==== 本题条目 ====

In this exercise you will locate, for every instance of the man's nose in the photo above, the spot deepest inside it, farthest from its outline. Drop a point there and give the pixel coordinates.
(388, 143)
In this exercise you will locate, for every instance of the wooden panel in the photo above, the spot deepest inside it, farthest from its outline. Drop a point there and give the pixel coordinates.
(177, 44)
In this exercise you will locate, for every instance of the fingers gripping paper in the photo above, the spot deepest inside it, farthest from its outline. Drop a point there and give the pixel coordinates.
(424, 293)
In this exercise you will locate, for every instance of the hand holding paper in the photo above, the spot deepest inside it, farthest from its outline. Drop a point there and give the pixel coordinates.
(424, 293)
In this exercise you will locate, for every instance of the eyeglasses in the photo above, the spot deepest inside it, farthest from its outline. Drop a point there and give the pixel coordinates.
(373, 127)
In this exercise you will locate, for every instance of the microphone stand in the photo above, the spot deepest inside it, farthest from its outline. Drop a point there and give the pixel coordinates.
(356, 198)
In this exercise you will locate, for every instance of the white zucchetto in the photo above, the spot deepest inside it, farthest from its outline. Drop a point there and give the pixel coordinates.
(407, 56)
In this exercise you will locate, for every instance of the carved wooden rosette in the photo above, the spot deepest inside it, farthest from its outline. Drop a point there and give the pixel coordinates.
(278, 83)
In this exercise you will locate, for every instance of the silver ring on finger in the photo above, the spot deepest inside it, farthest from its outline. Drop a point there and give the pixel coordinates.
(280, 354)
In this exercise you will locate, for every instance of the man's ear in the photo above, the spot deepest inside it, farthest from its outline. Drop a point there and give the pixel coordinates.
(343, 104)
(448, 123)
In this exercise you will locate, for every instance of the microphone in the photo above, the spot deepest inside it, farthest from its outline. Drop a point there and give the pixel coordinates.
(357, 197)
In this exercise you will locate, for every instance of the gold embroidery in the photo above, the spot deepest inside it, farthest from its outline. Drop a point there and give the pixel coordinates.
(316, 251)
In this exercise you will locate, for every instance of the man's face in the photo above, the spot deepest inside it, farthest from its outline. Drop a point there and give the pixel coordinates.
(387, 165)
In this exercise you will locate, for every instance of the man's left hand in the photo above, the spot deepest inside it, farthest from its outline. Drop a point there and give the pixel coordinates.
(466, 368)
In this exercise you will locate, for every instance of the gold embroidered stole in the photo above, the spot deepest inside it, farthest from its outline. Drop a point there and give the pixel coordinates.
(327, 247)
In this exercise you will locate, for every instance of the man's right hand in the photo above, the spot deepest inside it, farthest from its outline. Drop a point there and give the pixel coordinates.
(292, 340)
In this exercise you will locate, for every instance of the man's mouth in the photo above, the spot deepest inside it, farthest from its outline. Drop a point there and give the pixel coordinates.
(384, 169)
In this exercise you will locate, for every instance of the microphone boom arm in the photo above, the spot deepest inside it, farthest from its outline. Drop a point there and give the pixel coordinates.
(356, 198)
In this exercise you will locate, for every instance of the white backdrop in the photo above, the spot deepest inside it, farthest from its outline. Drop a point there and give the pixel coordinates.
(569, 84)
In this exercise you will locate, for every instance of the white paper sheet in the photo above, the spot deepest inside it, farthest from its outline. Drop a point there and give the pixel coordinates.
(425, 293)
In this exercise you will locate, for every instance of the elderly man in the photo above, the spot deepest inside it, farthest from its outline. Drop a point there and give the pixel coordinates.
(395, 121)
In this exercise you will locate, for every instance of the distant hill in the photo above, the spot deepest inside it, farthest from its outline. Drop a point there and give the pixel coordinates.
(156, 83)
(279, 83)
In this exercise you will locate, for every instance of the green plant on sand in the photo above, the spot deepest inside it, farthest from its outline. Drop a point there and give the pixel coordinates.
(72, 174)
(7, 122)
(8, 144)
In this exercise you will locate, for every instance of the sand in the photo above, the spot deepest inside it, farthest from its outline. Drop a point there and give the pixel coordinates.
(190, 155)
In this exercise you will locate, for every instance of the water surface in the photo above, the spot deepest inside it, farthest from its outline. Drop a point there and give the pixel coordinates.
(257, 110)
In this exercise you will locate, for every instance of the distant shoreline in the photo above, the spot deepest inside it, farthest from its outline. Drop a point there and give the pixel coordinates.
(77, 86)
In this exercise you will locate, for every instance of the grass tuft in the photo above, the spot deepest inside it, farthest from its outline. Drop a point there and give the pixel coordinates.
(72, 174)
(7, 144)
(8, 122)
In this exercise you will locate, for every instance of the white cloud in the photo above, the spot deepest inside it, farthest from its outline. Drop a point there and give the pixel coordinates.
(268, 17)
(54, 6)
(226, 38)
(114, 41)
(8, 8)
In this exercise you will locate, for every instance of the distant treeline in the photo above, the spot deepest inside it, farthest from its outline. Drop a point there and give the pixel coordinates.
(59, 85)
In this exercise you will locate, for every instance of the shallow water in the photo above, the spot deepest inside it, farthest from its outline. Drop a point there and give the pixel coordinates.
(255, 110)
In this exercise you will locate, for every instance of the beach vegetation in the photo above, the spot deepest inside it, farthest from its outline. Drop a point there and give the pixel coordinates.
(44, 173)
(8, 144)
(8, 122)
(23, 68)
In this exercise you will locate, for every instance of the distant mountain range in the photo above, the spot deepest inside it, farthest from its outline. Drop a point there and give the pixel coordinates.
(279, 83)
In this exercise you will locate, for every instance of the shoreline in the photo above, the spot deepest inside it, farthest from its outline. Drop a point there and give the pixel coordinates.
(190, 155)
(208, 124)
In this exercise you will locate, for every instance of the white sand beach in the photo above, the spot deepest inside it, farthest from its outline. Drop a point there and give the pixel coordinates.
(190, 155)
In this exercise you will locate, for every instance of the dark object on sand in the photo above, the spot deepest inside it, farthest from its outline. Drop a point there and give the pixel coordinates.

====

:: 题目要求 ::
能否把上面条目中从含有“of the beach”的那一行起、到条目末尾为止的这一段（首尾两行都包括在内）重新完整写一遍？其中的标注要求照抄，答案里的每个坐标数值都加上 100，且只写这一段。

:: 题目解答 ::
In this exercise you will locate, for every instance of the beach vegetation in the photo above, the spot deepest inside it, farthest from its outline. Drop a point there and give the pixel coordinates.
(144, 273)
(108, 244)
(108, 222)
(123, 168)
In this exercise you will locate, for every instance of the distant mountain range in the photo above, the spot deepest inside it, farthest from its outline. Drop a point there and give the pixel coordinates.
(379, 183)
In this exercise you will locate, for every instance of the shoreline in the photo above, the spot deepest inside it, farthest from its outline. Drop a point there and give the pixel coordinates.
(290, 255)
(308, 224)
In this exercise you will locate, for every instance of the white sand beach in the photo above, the spot deepest inside it, farthest from its outline. Drop a point there and give the pixel coordinates.
(290, 255)
In this exercise you will locate, for every instance of the dark object on sand in the photo above, the spot deepest inside it, farthest from its outline. Drop a point there and give the pixel coordinates.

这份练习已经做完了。